Travail demandé:
1. D'après le document source, qui a fait une mise au point ultérieure sur les formules sujettes à équivoque ?
2. Recopiez le passage du document source qui va de « Maintenant que des » jusqu'à « et en Europe. » inclus.

Document source:
^^^^^^^^^^^^^^^^

Maintenant que des formules sujettes à équivoque ont été exprimées au plus haut niveau en Tunisie et que la presse internationale s’en est saisie et fort probablement les chancelleries étrangères et les gouvernements africains, la mise au point ultérieure par le président Kais Saied est la bienvenue mais risque de s'avérer insuffisante tant la question migratoire revêt une sensibilité aiguë en Afrique et en Europe.
La défense des intérêts de la Tunisie et la préservation de son tissu socio-économique est un objectif légitime dans le respect des chartes et conventions internationales ainsi que l'impératif moral découlant de notre nécessaire solidarité et fraternité avec les peuples africains de même que la préservation de la sécurité de nos émigrés en Europe de tout précédent qui risque de leur être infligé à la grande joie des courants anti-arabes et islamophobes xénophobes et souvent carrément racistes.

^^^^^^^^^^^^^^^^

Contenu des données:
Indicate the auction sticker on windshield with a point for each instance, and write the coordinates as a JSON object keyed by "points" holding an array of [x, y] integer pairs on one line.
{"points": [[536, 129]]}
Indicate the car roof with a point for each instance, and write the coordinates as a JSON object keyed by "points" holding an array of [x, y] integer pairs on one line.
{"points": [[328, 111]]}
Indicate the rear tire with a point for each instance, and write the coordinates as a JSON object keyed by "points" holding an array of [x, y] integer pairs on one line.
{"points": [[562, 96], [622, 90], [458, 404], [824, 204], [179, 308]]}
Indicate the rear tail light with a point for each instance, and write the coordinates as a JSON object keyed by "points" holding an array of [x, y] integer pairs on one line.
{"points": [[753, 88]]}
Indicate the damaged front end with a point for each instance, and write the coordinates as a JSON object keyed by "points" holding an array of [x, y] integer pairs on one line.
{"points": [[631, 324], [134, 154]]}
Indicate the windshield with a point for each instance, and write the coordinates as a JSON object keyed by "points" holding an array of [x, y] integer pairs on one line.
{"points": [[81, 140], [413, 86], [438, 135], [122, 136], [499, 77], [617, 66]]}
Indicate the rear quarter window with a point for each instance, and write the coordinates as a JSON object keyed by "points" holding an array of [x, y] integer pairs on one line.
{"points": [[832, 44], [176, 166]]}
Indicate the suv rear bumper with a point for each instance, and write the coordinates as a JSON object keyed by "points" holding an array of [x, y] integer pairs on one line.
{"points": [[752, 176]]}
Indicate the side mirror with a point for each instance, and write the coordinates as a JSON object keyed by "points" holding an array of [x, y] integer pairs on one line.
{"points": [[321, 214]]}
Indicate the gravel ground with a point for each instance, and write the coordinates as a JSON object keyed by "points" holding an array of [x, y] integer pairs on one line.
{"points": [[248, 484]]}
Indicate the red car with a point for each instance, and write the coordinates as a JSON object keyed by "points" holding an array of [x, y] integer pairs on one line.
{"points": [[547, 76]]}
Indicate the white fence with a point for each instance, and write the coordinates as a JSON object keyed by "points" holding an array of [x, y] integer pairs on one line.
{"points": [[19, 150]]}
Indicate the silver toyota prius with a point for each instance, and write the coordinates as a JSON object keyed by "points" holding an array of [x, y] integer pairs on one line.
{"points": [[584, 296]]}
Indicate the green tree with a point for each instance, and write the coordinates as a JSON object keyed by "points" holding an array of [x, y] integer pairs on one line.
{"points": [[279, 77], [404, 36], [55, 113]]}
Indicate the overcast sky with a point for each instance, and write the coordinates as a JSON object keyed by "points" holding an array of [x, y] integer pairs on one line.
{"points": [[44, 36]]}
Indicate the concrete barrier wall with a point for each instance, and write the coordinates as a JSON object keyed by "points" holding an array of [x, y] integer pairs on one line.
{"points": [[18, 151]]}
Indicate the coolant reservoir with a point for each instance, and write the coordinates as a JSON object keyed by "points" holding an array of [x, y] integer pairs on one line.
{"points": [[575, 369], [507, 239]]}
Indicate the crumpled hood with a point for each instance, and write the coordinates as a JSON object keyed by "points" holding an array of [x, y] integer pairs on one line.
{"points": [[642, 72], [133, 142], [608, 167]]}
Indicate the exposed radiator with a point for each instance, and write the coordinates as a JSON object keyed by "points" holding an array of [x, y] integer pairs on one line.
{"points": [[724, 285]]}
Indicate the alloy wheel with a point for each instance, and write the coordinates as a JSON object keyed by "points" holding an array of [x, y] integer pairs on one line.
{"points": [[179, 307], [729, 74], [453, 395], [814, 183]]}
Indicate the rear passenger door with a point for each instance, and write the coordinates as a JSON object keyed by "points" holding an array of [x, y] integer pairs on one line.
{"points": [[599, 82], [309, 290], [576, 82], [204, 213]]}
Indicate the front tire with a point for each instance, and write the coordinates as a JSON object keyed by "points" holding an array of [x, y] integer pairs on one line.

^^^^^^^^^^^^^^^^

Les réponses:
1. Le président Kais Saied.

2.
Maintenant que des formules sujettes à équivoque ont été exprimées au plus haut niveau en Tunisie et que la presse internationale s’en est saisie et fort probablement les chancelleries étrangères et les gouvernements africains, la mise au point ultérieure par le président Kais Saied est la bienvenue mais risque de s'avérer insuffisante tant la question migratoire revêt une sensibilité aiguë en Afrique et en Europe.